EXERCISE PROMPT
Could you quote, word for word, the lines of the records below, starting at the line containing "Target = truck door" and ending at the line containing "x=468 y=590", with both of those lines included?

DATASET
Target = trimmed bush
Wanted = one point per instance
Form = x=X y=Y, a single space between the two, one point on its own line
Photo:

==

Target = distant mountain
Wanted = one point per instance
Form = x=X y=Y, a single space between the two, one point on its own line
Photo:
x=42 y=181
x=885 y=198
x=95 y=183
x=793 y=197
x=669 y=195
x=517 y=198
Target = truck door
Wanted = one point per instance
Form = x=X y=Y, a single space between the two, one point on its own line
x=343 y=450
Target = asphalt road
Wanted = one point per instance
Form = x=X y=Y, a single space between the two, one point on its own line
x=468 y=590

...

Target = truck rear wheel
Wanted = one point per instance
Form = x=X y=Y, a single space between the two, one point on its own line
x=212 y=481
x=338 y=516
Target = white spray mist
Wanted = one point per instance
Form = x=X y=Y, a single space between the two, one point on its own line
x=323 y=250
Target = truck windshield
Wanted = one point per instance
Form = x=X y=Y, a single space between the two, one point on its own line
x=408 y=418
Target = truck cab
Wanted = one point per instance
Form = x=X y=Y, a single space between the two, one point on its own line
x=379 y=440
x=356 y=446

ANSWER FOR THE TASK
Target = truck door
Wanted = one point per instance
Form = x=X y=Y, a single space between the two, one point on its own line
x=343 y=450
Target = asphalt road
Wanted = one point per instance
Form = x=X y=Y, a single space between the two, one point on its own line
x=468 y=590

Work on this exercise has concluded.